(Segmentation labeling entries)

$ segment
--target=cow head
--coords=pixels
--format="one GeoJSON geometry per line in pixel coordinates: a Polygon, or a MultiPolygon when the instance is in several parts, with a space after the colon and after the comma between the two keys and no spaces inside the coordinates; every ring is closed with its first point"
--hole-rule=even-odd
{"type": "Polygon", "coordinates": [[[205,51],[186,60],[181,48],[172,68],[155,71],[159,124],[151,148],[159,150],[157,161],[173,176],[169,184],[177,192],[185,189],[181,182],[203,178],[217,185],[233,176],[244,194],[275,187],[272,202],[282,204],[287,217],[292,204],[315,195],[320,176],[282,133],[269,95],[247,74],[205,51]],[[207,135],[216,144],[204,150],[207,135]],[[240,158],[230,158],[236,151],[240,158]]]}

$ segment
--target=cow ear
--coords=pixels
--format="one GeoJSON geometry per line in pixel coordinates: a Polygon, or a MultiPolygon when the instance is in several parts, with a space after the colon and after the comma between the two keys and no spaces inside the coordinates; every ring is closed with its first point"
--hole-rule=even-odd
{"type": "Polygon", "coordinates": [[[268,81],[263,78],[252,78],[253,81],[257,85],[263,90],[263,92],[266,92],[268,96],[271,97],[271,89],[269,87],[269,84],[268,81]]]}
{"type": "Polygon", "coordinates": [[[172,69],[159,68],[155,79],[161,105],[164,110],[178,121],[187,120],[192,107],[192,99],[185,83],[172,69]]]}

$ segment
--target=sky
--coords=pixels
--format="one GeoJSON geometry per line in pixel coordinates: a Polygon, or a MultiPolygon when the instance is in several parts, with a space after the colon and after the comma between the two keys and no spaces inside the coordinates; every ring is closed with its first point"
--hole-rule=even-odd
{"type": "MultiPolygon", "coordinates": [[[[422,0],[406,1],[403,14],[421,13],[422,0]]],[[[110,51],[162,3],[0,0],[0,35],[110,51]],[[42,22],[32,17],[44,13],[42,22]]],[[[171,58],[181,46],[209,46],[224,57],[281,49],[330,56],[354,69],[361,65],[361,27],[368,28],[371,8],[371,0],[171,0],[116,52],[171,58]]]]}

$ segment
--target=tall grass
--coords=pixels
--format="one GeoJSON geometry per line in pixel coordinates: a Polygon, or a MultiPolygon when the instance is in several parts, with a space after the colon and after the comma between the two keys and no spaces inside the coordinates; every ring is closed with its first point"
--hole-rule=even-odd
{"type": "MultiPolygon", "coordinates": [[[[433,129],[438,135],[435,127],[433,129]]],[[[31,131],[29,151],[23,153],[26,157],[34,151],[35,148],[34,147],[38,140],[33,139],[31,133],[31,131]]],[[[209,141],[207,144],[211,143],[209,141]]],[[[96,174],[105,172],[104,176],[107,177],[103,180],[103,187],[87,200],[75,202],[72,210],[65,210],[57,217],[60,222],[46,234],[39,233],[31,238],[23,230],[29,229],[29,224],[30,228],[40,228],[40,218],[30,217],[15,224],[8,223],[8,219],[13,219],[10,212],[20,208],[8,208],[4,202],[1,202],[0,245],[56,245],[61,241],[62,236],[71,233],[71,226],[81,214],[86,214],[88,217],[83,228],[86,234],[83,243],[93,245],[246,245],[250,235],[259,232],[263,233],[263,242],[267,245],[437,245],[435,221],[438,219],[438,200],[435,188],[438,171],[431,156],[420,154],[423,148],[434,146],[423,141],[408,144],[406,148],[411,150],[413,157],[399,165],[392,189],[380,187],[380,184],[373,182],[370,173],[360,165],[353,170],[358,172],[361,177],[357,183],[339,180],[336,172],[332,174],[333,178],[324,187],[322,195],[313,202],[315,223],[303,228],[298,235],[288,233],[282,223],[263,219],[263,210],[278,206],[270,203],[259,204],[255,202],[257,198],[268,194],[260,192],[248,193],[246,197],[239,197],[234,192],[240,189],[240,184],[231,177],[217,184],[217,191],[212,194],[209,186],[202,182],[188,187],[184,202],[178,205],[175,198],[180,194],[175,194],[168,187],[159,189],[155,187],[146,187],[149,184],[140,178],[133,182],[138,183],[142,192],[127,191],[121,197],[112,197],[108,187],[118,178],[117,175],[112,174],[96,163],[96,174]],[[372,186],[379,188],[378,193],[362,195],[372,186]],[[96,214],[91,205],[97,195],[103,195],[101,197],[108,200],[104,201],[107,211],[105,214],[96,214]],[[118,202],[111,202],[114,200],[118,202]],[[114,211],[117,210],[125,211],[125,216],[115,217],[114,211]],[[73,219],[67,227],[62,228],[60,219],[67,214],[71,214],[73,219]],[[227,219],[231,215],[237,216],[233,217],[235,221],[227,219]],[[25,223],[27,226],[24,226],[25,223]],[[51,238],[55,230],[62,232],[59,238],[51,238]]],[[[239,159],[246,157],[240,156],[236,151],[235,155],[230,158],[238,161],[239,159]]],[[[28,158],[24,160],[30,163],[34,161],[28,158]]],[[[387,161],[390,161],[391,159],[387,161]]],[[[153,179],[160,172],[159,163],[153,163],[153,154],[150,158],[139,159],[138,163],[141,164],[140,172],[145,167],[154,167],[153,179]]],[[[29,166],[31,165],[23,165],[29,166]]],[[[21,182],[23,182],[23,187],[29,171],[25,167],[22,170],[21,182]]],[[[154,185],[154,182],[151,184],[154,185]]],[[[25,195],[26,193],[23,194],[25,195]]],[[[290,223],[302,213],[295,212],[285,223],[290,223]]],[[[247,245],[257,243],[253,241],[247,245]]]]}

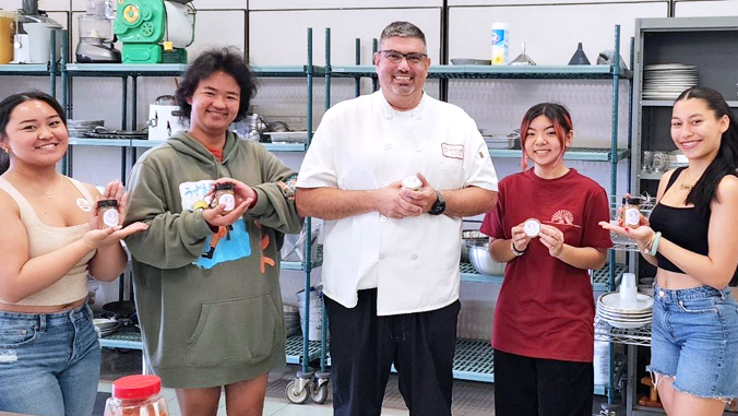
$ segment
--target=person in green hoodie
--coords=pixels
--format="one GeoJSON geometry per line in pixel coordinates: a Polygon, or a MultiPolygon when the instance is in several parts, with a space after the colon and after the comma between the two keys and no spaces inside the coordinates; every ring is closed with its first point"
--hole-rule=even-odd
{"type": "Polygon", "coordinates": [[[302,221],[297,174],[228,131],[254,94],[240,51],[201,54],[177,88],[189,130],[146,152],[129,181],[124,223],[148,225],[126,240],[144,353],[184,416],[215,415],[222,387],[229,415],[261,415],[267,373],[285,365],[279,246],[302,221]],[[214,203],[222,183],[231,203],[214,203]]]}

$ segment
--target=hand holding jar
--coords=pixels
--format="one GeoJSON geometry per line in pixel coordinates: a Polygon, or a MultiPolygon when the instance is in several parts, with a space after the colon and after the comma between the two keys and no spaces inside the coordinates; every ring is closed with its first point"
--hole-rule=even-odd
{"type": "Polygon", "coordinates": [[[92,207],[90,231],[84,235],[84,241],[97,249],[118,243],[121,239],[148,228],[146,224],[140,222],[122,228],[127,204],[128,193],[121,181],[114,180],[106,185],[103,194],[92,207]]]}
{"type": "Polygon", "coordinates": [[[211,228],[234,224],[257,202],[257,192],[251,187],[231,178],[214,181],[207,194],[213,199],[213,207],[204,210],[202,216],[211,228]]]}

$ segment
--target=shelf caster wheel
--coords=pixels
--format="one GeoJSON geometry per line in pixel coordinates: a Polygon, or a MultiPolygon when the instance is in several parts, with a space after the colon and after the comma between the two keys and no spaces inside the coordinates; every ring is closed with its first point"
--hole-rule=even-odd
{"type": "Polygon", "coordinates": [[[295,404],[305,404],[310,399],[310,387],[305,379],[295,379],[285,389],[287,400],[295,404]]]}
{"type": "Polygon", "coordinates": [[[310,399],[318,404],[323,404],[328,400],[329,394],[329,379],[316,379],[312,384],[312,391],[310,392],[310,399]]]}

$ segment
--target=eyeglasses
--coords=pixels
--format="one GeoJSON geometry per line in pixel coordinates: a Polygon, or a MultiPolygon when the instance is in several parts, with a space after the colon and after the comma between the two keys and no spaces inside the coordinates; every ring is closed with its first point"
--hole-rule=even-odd
{"type": "Polygon", "coordinates": [[[402,62],[403,58],[407,60],[407,63],[409,64],[418,64],[420,62],[425,62],[426,58],[428,56],[426,54],[420,54],[420,52],[409,52],[409,54],[403,54],[398,52],[396,50],[380,50],[379,54],[382,54],[384,58],[386,58],[388,61],[392,63],[400,63],[402,62]]]}

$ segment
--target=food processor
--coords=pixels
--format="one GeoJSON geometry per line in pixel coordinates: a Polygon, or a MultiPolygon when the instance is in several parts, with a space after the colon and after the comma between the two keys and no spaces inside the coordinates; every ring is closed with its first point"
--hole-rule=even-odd
{"type": "Polygon", "coordinates": [[[112,0],[87,0],[87,12],[80,14],[79,63],[120,63],[120,50],[112,47],[115,8],[112,0]]]}
{"type": "Polygon", "coordinates": [[[114,33],[126,63],[187,63],[194,40],[191,0],[117,0],[114,33]]]}

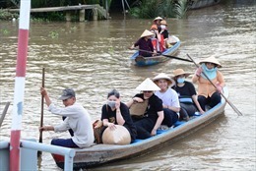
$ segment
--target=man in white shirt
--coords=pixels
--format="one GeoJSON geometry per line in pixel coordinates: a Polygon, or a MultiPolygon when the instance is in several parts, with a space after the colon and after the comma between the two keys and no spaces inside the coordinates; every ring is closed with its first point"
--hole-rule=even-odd
{"type": "Polygon", "coordinates": [[[51,144],[66,147],[88,147],[94,143],[95,136],[92,121],[87,110],[76,103],[76,94],[72,88],[66,88],[62,91],[60,100],[65,107],[57,107],[51,103],[49,95],[45,88],[40,88],[44,96],[48,110],[55,115],[66,117],[65,120],[57,126],[43,126],[41,131],[65,132],[71,129],[74,136],[71,139],[53,139],[51,144]]]}

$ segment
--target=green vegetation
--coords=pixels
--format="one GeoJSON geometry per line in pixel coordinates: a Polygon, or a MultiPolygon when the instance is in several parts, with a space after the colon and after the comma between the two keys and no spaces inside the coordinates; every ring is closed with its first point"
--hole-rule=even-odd
{"type": "Polygon", "coordinates": [[[142,0],[134,4],[130,15],[135,18],[152,19],[156,16],[167,18],[186,17],[188,0],[142,0]]]}
{"type": "Polygon", "coordinates": [[[59,37],[59,32],[51,30],[51,31],[49,31],[48,36],[51,37],[51,38],[58,38],[59,37]]]}
{"type": "MultiPolygon", "coordinates": [[[[153,19],[157,16],[166,18],[185,18],[188,9],[189,0],[127,0],[131,4],[131,10],[129,11],[130,16],[141,19],[153,19]]],[[[5,4],[1,4],[4,8],[19,8],[19,0],[6,1],[5,4]]],[[[107,0],[108,8],[111,5],[116,6],[117,3],[120,5],[119,0],[107,0]],[[113,2],[112,2],[113,1],[113,2]],[[114,3],[114,4],[111,4],[114,3]]],[[[105,8],[105,0],[32,0],[32,8],[42,8],[42,7],[58,7],[58,6],[72,6],[78,4],[99,4],[105,8]]],[[[122,11],[122,7],[120,7],[122,11]]],[[[99,9],[100,10],[100,9],[99,9]]],[[[75,12],[74,12],[75,13],[75,12]]],[[[88,20],[93,19],[94,14],[96,13],[95,10],[88,11],[86,16],[88,20]]],[[[100,13],[97,13],[98,19],[102,19],[100,13]]],[[[11,20],[18,18],[18,14],[13,14],[0,10],[0,20],[11,20]]],[[[35,13],[32,14],[32,21],[65,21],[65,12],[51,12],[51,13],[35,13]]],[[[71,21],[78,21],[78,15],[72,15],[71,21]]]]}
{"type": "Polygon", "coordinates": [[[10,33],[10,30],[6,29],[6,28],[3,28],[3,29],[0,29],[0,32],[4,35],[7,35],[10,33]]]}
{"type": "Polygon", "coordinates": [[[0,20],[12,20],[12,19],[18,19],[19,18],[19,14],[18,13],[10,13],[6,10],[2,10],[0,9],[0,20]]]}

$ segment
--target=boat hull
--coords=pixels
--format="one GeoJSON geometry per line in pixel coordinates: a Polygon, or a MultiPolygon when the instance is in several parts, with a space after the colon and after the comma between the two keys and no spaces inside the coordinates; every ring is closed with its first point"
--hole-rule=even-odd
{"type": "MultiPolygon", "coordinates": [[[[178,51],[178,48],[180,46],[180,40],[178,37],[174,35],[170,35],[171,39],[174,40],[174,43],[172,46],[168,49],[166,49],[162,54],[163,55],[175,55],[178,51]]],[[[139,66],[139,67],[144,67],[144,66],[152,66],[152,65],[157,65],[162,62],[166,62],[170,60],[170,58],[162,55],[159,56],[153,56],[153,57],[143,57],[139,56],[139,51],[135,52],[131,57],[130,57],[132,64],[139,66]]]]}
{"type": "Polygon", "coordinates": [[[221,2],[221,0],[191,0],[189,1],[189,9],[195,10],[204,7],[209,7],[213,5],[217,5],[221,2]]]}
{"type": "MultiPolygon", "coordinates": [[[[226,87],[224,87],[224,94],[225,97],[228,96],[226,87]]],[[[74,169],[80,169],[99,166],[104,163],[145,155],[153,150],[161,148],[216,120],[219,116],[224,114],[225,103],[225,100],[223,98],[221,103],[205,114],[195,116],[195,118],[188,122],[177,122],[176,127],[168,130],[158,130],[157,136],[147,140],[137,140],[131,144],[95,144],[89,148],[76,149],[73,167],[74,169]]],[[[57,158],[57,156],[53,154],[53,158],[58,167],[64,167],[63,157],[57,158]]]]}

What the exercise asks
Extract each line of the data above that contains the string "target", copying every such line in full.

Final answer
--target=cow head
--target=cow ear
--target=sky
--target=tall grass
--target=person in green hoodie
--target=hand holding jar
--target=shelf caster wheel
--target=eyeglasses
--target=food processor
--target=man in white shirt
--target=green vegetation
--target=boat hull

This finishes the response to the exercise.